=== Begin Enclosure ===

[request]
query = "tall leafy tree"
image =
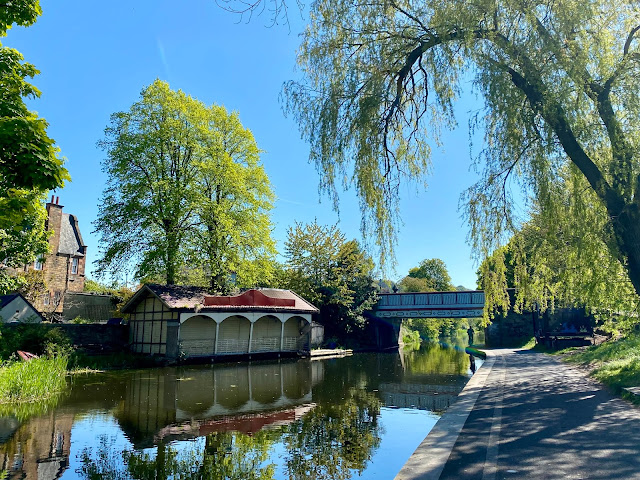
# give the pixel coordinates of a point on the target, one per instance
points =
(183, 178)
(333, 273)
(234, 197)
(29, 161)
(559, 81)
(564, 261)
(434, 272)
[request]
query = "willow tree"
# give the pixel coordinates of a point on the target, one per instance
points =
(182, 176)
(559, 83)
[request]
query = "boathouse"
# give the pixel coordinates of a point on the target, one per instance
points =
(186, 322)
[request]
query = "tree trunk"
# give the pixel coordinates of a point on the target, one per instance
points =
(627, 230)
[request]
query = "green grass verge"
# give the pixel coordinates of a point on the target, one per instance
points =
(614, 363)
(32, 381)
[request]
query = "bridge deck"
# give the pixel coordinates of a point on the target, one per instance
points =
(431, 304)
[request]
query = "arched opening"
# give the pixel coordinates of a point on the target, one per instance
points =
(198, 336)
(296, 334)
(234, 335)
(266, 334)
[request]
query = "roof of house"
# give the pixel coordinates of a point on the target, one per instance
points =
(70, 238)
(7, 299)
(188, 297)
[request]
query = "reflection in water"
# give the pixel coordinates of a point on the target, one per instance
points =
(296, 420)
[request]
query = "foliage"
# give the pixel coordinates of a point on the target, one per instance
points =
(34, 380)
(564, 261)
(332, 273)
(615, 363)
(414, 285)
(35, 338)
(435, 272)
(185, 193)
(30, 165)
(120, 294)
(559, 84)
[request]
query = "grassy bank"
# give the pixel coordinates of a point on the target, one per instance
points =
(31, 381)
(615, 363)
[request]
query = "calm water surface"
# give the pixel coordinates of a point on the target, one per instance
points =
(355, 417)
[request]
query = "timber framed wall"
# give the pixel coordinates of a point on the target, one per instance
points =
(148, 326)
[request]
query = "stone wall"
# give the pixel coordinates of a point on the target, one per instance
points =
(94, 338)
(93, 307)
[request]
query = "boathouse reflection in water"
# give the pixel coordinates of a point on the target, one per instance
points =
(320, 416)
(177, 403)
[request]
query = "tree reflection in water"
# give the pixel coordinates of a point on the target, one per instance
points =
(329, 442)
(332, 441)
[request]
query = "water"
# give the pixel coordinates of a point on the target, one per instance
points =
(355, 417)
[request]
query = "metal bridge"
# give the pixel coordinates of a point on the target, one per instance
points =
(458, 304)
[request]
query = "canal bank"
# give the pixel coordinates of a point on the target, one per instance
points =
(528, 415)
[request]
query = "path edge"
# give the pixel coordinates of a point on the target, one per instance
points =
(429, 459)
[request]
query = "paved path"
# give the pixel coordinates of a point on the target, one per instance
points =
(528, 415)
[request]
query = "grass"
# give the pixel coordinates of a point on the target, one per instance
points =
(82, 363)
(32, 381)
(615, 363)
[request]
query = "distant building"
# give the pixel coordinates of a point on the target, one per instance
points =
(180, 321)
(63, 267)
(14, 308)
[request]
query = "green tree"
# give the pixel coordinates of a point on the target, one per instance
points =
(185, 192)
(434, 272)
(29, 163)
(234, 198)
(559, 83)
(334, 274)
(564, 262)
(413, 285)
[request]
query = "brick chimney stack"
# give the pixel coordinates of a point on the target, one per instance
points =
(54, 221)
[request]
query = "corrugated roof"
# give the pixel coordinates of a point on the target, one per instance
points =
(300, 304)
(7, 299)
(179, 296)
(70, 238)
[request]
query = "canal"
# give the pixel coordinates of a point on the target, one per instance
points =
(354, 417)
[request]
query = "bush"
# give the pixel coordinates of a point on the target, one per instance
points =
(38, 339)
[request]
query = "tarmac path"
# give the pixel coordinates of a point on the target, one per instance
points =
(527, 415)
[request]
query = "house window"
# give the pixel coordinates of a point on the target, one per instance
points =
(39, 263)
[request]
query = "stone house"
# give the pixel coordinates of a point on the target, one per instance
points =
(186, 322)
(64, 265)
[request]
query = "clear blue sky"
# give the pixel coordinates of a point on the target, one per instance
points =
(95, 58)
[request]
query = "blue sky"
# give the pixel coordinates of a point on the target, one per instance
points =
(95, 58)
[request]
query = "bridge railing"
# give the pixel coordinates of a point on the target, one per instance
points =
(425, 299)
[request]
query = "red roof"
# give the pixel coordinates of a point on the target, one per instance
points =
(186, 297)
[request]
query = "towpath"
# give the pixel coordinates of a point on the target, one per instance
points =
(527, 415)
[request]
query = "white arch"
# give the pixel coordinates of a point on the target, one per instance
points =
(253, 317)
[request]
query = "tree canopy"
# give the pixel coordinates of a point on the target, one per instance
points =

=== End Enclosure ===

Task details —
Transcribe the whole listing exactly. Pictures stay out of your copy.

Problem solution —
[request]
query = "tall leafy tree"
image =
# give the pixel coordinates of a point on the target, one per instance
points =
(183, 178)
(333, 273)
(234, 197)
(29, 161)
(559, 81)
(564, 261)
(434, 272)
[request]
query = "willow tree"
# give the pixel coordinates of a point on the target, one per instance
points =
(182, 176)
(559, 83)
[request]
query = "boathouse"
# give the pixel coordinates of a point on the target, one per instance
points =
(186, 322)
[request]
query = "tree trunk"
# give the pixel coordinates of a point on the target, one per instance
points =
(627, 230)
[request]
query = "green grass verge"
# give the pixel coordinates of a point on the target, one per instance
points =
(614, 363)
(32, 381)
[request]
query = "bridge deck"
# give the pixel coordinates of a point on the target, one per instance
points =
(431, 304)
[request]
query = "arched opening"
# give the pixel coordinates of a point on the target, one per instance
points =
(198, 336)
(296, 334)
(234, 335)
(266, 334)
[request]
query = "roof of house"
# give the pixel coordinates of a point on the target, one per instance
points =
(70, 238)
(7, 299)
(188, 297)
[request]
query = "reflection in water"
# give the pixel coordinates of a point on the target, one per instance
points =
(296, 420)
[request]
query = "foliage"
# give the pixel coordinates of a point on the target, one per instance
points =
(34, 380)
(564, 261)
(332, 273)
(615, 363)
(414, 285)
(35, 338)
(435, 272)
(185, 193)
(30, 165)
(120, 294)
(559, 84)
[request]
query = "grassy bank"
# give the pixel coordinates of a point on the target, one per instance
points =
(31, 381)
(615, 363)
[request]
query = "calm water surface"
# give the pixel coordinates of a point on the target, one per instance
points =
(355, 417)
[request]
query = "timber framed wall"
# give the pixel coordinates of a point on the target, one per instance
points =
(148, 326)
[request]
query = "stone wall"
# give the pixel coordinates of a point on the target, one per instance
points =
(94, 338)
(93, 307)
[request]
query = "boathouse reflection in water"
# give the pixel coordinates of a point on the target, one per instance
points =
(320, 416)
(177, 403)
[request]
query = "tree reflection in water"
# give the pixel coordinates of a point on the target, one per instance
points =
(329, 442)
(332, 441)
[request]
query = "water"
# give the pixel coordinates of a point on the target, one per instance
points =
(355, 417)
[request]
query = "metal bridge"
# give the pixel coordinates of a point on the target, one per instance
points =
(458, 304)
[request]
query = "canal bank"
# give the pixel coordinates of a point on the target, one per instance
points =
(528, 415)
[request]
query = "path edge"
# give the pixel coordinates of a point on the target, one per instance
points =
(429, 459)
[request]
query = "paved path"
# give the pixel coordinates of a point on the target, one per instance
points =
(528, 415)
[request]
query = "grass"
# give the pixel coordinates of a point on the target, one per instance
points =
(82, 363)
(32, 381)
(615, 363)
[request]
query = "distant building"
# give the pixel coordinates of a point on the target, one per instance
points =
(180, 321)
(63, 267)
(14, 308)
[request]
query = "green tree"
# give the pixel coordinates of a point on the target, one per instance
points =
(185, 192)
(434, 272)
(29, 163)
(234, 198)
(559, 83)
(334, 274)
(564, 262)
(413, 285)
[request]
query = "brick chimney stack"
# give the pixel coordinates of a point on the target, one per instance
points =
(54, 221)
[request]
query = "corrugated roof"
# give the pixel coordinates of a point on the target, one per instance
points =
(300, 304)
(7, 299)
(179, 296)
(70, 238)
[request]
query = "canal"
# give the pixel coordinates of a point on the target, one per instance
points =
(354, 417)
[request]
query = "bush"
# give the pixel coordinates of a point on the target, one per instance
points =
(38, 339)
[request]
query = "tarmac path"
# give the pixel coordinates of a point on the target, one per instance
points =
(527, 415)
[request]
query = "house window"
# give the pixel coordinates of a point on the target, one per instance
points =
(39, 263)
[request]
query = "stone house"
# give the pixel coordinates of a point on the target, one per instance
points =
(186, 322)
(64, 265)
[request]
query = "clear blue sky"
# give the pixel coordinates of a point on the target, one per instance
points =
(95, 58)
[request]
query = "blue sky"
# give the pixel coordinates of a point on the target, one per instance
points =
(95, 58)
[request]
query = "bridge railing"
# give the pixel coordinates of a point on the target, one per instance
points =
(425, 299)
[request]
query = "red roof"
# give the pixel coordinates of a point on the target, one per instance
points =
(186, 297)
[request]
query = "towpath"
# give the pixel coordinates of a point on the target, one per instance
points =
(527, 415)
[request]
query = "white arch"
# give the pixel coordinates of a point on the target, one per instance
points =
(253, 317)
[request]
query = "tree canopy"
# give the pixel coordinates of a point on the target, one per instance
points =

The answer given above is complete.